__Your objective__. Only the text is wanted; write out each record below exactly and exclude all pictures.

Natural language region descriptions
┌──
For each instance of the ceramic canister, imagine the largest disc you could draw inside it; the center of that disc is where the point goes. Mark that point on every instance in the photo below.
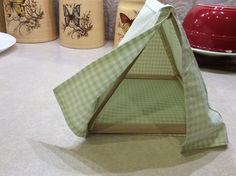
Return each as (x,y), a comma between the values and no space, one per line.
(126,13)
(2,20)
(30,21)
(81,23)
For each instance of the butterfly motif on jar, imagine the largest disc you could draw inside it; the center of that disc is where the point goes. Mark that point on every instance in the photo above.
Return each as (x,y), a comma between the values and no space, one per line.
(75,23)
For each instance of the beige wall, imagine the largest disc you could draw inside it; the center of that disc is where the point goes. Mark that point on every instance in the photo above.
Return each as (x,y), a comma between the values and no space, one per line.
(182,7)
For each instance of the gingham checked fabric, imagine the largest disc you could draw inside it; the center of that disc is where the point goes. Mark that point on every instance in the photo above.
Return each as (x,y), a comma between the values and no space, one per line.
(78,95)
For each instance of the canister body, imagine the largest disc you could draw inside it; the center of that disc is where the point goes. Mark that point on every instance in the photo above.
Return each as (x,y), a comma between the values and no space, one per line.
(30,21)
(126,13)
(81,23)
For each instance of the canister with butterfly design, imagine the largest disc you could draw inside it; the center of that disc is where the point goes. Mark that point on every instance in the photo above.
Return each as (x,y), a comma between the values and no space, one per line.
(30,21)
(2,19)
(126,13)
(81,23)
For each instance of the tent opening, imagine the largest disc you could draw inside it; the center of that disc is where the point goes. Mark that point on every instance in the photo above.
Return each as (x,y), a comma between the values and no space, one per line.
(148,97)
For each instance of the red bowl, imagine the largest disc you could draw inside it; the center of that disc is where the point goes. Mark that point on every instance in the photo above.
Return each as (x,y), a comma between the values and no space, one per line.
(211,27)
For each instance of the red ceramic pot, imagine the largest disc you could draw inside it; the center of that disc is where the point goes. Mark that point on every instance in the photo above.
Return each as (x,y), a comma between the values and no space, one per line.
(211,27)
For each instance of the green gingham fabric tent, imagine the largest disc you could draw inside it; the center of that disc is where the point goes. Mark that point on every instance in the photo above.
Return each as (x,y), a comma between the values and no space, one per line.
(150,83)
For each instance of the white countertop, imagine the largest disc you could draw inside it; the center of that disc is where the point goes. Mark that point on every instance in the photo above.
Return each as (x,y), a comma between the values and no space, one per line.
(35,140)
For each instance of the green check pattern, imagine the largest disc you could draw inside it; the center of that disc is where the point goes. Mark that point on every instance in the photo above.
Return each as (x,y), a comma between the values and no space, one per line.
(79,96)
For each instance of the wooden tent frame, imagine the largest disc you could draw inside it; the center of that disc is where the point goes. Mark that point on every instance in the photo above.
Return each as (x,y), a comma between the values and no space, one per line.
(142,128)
└──
__Solution__.
For each instance of the ceramic canister, imagine the largest disc you could draw inside it; the center of that disc is where the point goes. Mark that point on every instance in the photo below.
Return each as (x,y), a comma between the values and no space, one per line.
(126,13)
(2,20)
(30,21)
(81,23)
For each instance of the butterfly motif on jar, imagine the largest disc you could draw inside it; the center of that disc is where the point goes. Mark that point on every instance in the photo above.
Return each as (x,y), a comma between the values and no space, one per line.
(75,23)
For each instance of the beige wall, imagine the largest disc you could draw inside it; the center of that disc is where the point goes. Mark that point on every instance in the photo above.
Return each as (x,y), a comma between the values and no space, one per line.
(182,7)
For each instance of the gingham checked fabric, imagine the largest disc you could draw inside it; the center of that disc is where the point goes. Mark that point on every instance in the photo above.
Return each as (x,y), a comma between the values and no space, one per line.
(78,95)
For each instance of the canister body, imagine the largest disc you could draw inside it; the center of that disc is where the point goes. Mark that point on every instance in the photo above.
Return each as (x,y), a comma between the values and no space, one per line.
(30,21)
(126,13)
(81,23)
For each instance of the canister with butterfly design, imagine the largest disc you could draw inside it; the center of that disc is where the point goes. Mark that point on every instance in the photo above.
Return each as (x,y), a comma between the values and no space, one per line.
(30,21)
(2,19)
(126,13)
(81,23)
For each instance of the tent opening, imagine the largest disc you could draw inside it; the center of that disc is where the point goes. Mark that point on every instance in the photo above.
Return each as (x,y), a comma between the values and no space, one per line.
(148,97)
For each instance of the red bowl, imagine the largest disc you could draw inside it; the center of that disc is where the point goes. Mark that point on every instance in the photo above.
Return each as (x,y), a comma between the values and no space, one per line.
(211,27)
For each instance of the red ceramic pot, imagine the largest disc you could draw inside it; the center of that disc is where the point goes. Mark that point on every instance in the photo above.
Return each as (x,y), a comma between the values and no space, one per line.
(211,27)
For each instance of the green gingham fabric tent, imagine the largest disc you could draw inside it; the center of that disc is where the point goes. Mark that point on every instance in the photo above.
Return each as (x,y), a comma between the values and no space, one per line.
(150,83)
For each instance of the white countertop, imagine the largest disc you could draw inside it; the center of that disc is where the point goes. Mark that point on every instance in the photo above.
Return each as (x,y), a comma between the values and no space, one per line.
(35,140)
For each instance of the green check pattern, imagine the largest disc you could draw inside it; the center of that disc is where the point goes. Mark that point on every instance in the photo above.
Return each as (x,y), a comma between the values and no space, one per line.
(79,96)
For each instance of the wooden tent frame, imagine the largest disc you could draw inside it; the center of that disc is where the point goes. Mark that point on every instance in the photo above.
Return each as (x,y), a comma between the values and no space, one per line.
(142,128)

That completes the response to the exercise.